§ **Énoncé 1**
Dans le texte sur le paysan russe, où le paysan de Novgorod ou de Tver part-il avec toute sa famille ?

Seule la campagne du Nord russe, où la production de blé est déficitaire, est dans l’impossibilité absolue de vivre en proie à l’état de désorganisation sociale qu’entraîne le bolchévisme. Mais dans cette région se produit un exode général. Le paysan de Novgorod ou de Tver ferme sa maison, prend l’argent qu’il a amassé pendant la guerre et s’en va, avec toute sa famille, dans un gouvernement du Sud, où le pain est plus abondant.

La force de résistance économique du paysan russe est un produit de l’état semi-naturel de l’économie rurale russe et explique pourquoi le pays continue à vivre. Est-ce à dire que la Russie pourra indéfiniment supporter, économiquement, le bolchévisme, en payant le triomphe du communisme par un retour vers un état rudimentaire et barbare ?

§ **Énoncé 2**
Dans les lignes de données, remplacez « canal » par « river » en commençant à la ligne qui contient « Definition for annotators: for every instance of the water » et en vous arrêtant après celle qui contient « [[12, 76], [61, 64]] ». Ne changez rien d'autre.

§ **Données de l'exercice**
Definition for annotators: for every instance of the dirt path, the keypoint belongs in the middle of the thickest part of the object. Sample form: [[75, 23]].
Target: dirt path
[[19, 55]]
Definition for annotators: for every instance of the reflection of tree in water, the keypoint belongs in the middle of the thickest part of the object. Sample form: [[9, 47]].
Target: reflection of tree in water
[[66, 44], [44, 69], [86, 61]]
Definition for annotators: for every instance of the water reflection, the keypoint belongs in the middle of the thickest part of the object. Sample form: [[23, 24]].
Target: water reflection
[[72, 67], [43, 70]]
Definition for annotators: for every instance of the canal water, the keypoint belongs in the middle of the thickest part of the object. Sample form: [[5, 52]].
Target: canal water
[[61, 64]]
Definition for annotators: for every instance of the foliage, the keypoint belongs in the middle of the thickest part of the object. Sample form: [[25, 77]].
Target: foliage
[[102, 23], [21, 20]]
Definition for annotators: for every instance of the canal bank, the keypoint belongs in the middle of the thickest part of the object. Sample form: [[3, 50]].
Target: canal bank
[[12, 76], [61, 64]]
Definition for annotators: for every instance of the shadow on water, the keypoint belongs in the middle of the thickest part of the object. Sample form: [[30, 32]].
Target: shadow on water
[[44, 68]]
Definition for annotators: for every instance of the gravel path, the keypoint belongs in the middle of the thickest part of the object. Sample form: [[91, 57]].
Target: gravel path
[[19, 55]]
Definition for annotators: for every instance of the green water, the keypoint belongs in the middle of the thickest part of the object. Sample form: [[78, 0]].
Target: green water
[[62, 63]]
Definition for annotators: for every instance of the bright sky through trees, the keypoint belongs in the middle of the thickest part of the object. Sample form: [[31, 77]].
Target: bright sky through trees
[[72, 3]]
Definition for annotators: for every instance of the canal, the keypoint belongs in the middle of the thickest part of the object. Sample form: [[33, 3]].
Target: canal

§ **Résultat attendu 1**
Il part dans un gouvernement du Sud, où le pain est plus abondant.

§ **Résultat attendu 2**
Definition for annotators: for every instance of the water reflection, the keypoint belongs in the middle of the thickest part of the object. Sample form: [[23, 24]].
Target: water reflection
[[72, 67], [43, 70]]
Definition for annotators: for every instance of the river water, the keypoint belongs in the middle of the thickest part of the object. Sample form: [[5, 52]].
Target: river water
[[61, 64]]
Definition for annotators: for every instance of the foliage, the keypoint belongs in the middle of the thickest part of the object. Sample form: [[25, 77]].
Target: foliage
[[102, 23], [21, 20]]
Definition for annotators: for every instance of the river bank, the keypoint belongs in the middle of the thickest part of the object. Sample form: [[3, 50]].
Target: river bank
[[12, 76], [61, 64]]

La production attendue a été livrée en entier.